→ PROBLEM
In your answer, transcribe all of the data exactly.

Dataset entries
+ + +
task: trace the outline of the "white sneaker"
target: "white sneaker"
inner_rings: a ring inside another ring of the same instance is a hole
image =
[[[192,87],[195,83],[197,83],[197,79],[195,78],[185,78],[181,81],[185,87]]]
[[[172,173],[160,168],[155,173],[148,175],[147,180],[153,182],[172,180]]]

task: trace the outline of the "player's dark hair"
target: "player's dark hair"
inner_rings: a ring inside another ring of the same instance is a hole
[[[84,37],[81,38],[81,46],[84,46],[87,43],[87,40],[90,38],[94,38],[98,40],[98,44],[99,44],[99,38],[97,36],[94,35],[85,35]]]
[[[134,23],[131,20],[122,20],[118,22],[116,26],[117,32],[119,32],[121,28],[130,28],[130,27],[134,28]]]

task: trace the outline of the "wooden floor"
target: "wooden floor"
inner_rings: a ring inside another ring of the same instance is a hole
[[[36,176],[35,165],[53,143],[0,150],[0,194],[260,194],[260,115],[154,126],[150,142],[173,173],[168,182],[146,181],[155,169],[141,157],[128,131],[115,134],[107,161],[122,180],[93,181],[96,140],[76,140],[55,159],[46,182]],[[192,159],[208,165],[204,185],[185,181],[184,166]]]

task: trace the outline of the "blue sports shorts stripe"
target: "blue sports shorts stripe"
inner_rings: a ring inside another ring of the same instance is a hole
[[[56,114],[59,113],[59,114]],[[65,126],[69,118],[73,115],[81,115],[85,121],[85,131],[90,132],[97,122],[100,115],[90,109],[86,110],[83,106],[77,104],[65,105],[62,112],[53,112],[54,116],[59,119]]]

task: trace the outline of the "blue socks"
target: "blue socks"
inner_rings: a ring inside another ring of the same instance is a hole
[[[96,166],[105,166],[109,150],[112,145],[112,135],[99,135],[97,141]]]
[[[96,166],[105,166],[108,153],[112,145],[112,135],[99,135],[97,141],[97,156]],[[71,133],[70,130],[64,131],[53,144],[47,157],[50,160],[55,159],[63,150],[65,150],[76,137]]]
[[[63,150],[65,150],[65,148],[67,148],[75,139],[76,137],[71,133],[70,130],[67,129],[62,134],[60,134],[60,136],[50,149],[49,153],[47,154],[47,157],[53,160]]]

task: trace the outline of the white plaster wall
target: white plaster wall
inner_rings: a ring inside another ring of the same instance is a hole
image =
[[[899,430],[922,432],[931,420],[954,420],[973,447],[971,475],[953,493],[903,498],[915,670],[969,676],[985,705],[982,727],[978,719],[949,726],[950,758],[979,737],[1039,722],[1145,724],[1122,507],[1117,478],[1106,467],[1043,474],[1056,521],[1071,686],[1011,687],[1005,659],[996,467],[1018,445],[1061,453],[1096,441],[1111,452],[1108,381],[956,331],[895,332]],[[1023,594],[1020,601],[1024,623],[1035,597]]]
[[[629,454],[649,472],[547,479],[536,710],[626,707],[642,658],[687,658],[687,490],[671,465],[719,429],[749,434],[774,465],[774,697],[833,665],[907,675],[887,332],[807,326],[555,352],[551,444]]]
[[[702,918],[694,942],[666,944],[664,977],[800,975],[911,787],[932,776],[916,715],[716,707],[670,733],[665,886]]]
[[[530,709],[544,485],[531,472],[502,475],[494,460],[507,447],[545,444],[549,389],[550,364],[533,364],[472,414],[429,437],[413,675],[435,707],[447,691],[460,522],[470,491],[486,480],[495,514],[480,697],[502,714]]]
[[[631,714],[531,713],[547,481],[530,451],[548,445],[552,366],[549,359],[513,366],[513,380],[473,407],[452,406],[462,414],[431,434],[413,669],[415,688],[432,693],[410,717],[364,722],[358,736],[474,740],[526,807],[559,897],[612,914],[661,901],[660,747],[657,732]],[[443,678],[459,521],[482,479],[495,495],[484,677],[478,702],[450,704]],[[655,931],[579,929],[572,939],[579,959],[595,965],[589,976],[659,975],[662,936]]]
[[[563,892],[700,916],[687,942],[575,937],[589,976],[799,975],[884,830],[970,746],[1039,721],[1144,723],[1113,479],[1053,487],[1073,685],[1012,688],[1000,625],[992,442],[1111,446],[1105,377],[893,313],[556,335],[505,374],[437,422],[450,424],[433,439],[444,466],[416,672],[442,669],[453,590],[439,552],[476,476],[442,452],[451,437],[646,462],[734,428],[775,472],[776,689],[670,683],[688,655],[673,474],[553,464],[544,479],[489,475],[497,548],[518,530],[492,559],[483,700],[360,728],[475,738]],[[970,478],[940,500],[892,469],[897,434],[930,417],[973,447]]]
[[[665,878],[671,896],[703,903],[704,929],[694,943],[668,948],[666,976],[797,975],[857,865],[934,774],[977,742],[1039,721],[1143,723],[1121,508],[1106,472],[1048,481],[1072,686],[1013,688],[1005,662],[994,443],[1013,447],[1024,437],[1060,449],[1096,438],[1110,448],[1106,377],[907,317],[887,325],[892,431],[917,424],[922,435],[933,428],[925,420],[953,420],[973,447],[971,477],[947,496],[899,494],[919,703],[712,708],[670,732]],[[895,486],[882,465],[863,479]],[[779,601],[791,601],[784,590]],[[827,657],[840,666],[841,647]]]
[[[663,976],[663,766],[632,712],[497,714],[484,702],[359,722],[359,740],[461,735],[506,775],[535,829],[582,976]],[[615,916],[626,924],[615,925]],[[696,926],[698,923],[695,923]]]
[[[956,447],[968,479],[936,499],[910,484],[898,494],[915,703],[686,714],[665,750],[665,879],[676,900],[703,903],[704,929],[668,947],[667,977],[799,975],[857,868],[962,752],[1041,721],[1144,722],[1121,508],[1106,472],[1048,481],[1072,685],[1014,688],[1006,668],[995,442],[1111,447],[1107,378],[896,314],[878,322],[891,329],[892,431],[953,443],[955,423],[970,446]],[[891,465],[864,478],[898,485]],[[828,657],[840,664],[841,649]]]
+ + +
→ WORKED SOLUTION
task: trace the outline of the "white sneaker"
target: "white sneaker"
inner_rings: a ring inside another ring of the same instance is a hole
image =
[[[192,87],[195,83],[197,83],[197,79],[195,78],[185,78],[181,81],[185,87]]]
[[[172,173],[160,168],[155,173],[148,175],[147,180],[153,182],[172,180]]]

task: trace the outline of the "player's dark hair"
target: "player's dark hair"
inner_rings: a ring inside another ring of the same instance is a hole
[[[84,37],[81,38],[81,46],[84,46],[87,43],[87,40],[90,38],[94,38],[98,40],[98,44],[99,44],[99,38],[97,36],[94,35],[85,35]]]
[[[134,23],[131,20],[122,20],[118,22],[116,26],[117,32],[119,32],[121,28],[130,28],[130,27],[134,28]]]

task: trace the outline of the "wooden floor"
target: "wooden floor"
inner_rings: a ring inside another ring of the same instance is a hole
[[[36,176],[35,165],[53,143],[0,150],[0,194],[260,194],[260,115],[154,126],[150,142],[173,173],[168,182],[146,181],[155,169],[141,157],[128,131],[115,134],[107,161],[122,180],[93,181],[96,140],[76,140],[55,159],[46,182]],[[192,159],[208,165],[204,185],[185,181],[184,166]]]

task: trace the outline of the "blue sports shorts stripe"
target: "blue sports shorts stripe"
inner_rings: a ring inside another ring of the same instance is a hole
[[[56,114],[59,113],[59,114]],[[65,126],[69,118],[73,115],[81,115],[85,121],[85,131],[90,132],[97,122],[100,115],[90,109],[86,110],[83,106],[77,104],[65,105],[62,112],[53,112],[54,116],[59,119]]]

task: trace the outline of the "blue socks"
target: "blue socks"
inner_rings: a ring inside another ring of the same instance is a hole
[[[96,166],[105,166],[109,150],[112,145],[112,135],[99,135],[97,141]]]
[[[96,166],[105,166],[108,153],[112,145],[112,135],[99,135],[97,141],[97,156]],[[71,133],[70,130],[64,131],[53,144],[47,157],[50,160],[55,159],[63,150],[65,150],[76,137]]]
[[[63,150],[65,150],[65,148],[67,148],[75,139],[76,137],[71,133],[70,130],[67,129],[62,134],[60,134],[60,136],[50,149],[49,153],[47,154],[47,157],[53,160]]]

task: trace the outline of the white plaster wall
target: white plaster wall
inner_rings: a ring inside another ring of the same instance is a hole
image =
[[[899,430],[922,432],[931,420],[954,420],[973,447],[971,475],[953,493],[903,498],[915,670],[969,676],[985,705],[982,727],[978,719],[949,726],[950,758],[979,737],[1039,722],[1145,724],[1122,507],[1117,478],[1106,467],[1043,474],[1056,521],[1071,686],[1011,687],[1005,659],[996,467],[1018,445],[1061,453],[1096,441],[1111,452],[1108,381],[956,331],[895,332]],[[1023,594],[1020,601],[1024,623],[1035,597]]]
[[[629,454],[649,472],[547,479],[536,710],[626,707],[642,658],[687,658],[687,490],[671,465],[719,429],[749,434],[774,465],[774,697],[833,665],[907,675],[887,332],[807,326],[555,352],[551,444]]]
[[[702,918],[694,942],[666,944],[664,977],[800,975],[911,787],[932,776],[916,715],[716,707],[670,733],[665,886]]]
[[[530,709],[544,485],[531,472],[502,475],[494,460],[507,447],[545,444],[549,389],[550,364],[533,364],[472,414],[429,437],[413,675],[435,707],[447,691],[460,522],[470,491],[486,480],[495,514],[480,697],[502,714]]]
[[[631,714],[531,713],[547,481],[530,451],[548,445],[552,366],[549,359],[513,366],[513,380],[473,407],[452,406],[462,414],[431,434],[413,669],[415,688],[432,693],[410,717],[364,722],[358,736],[474,740],[526,807],[559,897],[612,914],[661,901],[660,747],[657,732]],[[443,678],[459,521],[482,479],[495,495],[484,677],[478,702],[450,704]],[[655,931],[579,929],[572,939],[579,959],[595,965],[589,976],[659,975],[662,936]]]
[[[563,892],[700,916],[687,942],[575,937],[589,976],[799,975],[884,830],[970,746],[1039,721],[1144,723],[1113,479],[1053,487],[1073,685],[1012,688],[1000,625],[992,442],[1111,446],[1105,377],[893,313],[556,335],[505,374],[437,422],[450,424],[433,439],[444,466],[416,672],[442,669],[453,590],[439,552],[476,476],[442,452],[451,437],[646,462],[734,428],[775,472],[776,689],[670,683],[688,655],[673,474],[553,464],[544,479],[489,475],[497,548],[518,530],[492,559],[483,700],[360,728],[475,738]],[[970,478],[940,500],[892,469],[897,434],[930,417],[973,447]]]
[[[665,878],[671,896],[703,903],[704,929],[694,943],[668,948],[666,976],[797,975],[857,865],[934,774],[977,742],[1039,721],[1143,723],[1121,508],[1106,472],[1048,481],[1072,686],[1013,688],[1005,662],[994,443],[1013,447],[1024,437],[1060,449],[1096,438],[1110,448],[1106,377],[907,317],[887,325],[892,431],[917,424],[922,435],[933,428],[925,420],[953,420],[973,447],[971,477],[947,496],[899,494],[919,703],[712,708],[670,732]],[[895,486],[882,465],[863,479]],[[779,601],[791,601],[784,590]],[[827,657],[840,666],[841,647]]]
[[[663,976],[663,766],[632,712],[497,714],[484,702],[359,722],[359,740],[461,735],[506,775],[535,829],[582,976]],[[615,916],[626,924],[615,925]],[[696,926],[698,923],[695,923]]]
[[[956,447],[968,479],[936,499],[910,484],[898,494],[915,703],[686,714],[665,750],[665,879],[676,900],[703,903],[704,929],[668,947],[667,977],[799,975],[857,868],[962,752],[1041,721],[1144,722],[1121,508],[1106,472],[1048,481],[1072,685],[1014,688],[1006,668],[995,442],[1111,447],[1107,378],[896,314],[878,322],[891,329],[892,431],[953,443],[955,423],[970,446]],[[891,465],[864,478],[898,485]],[[828,657],[840,664],[841,649]]]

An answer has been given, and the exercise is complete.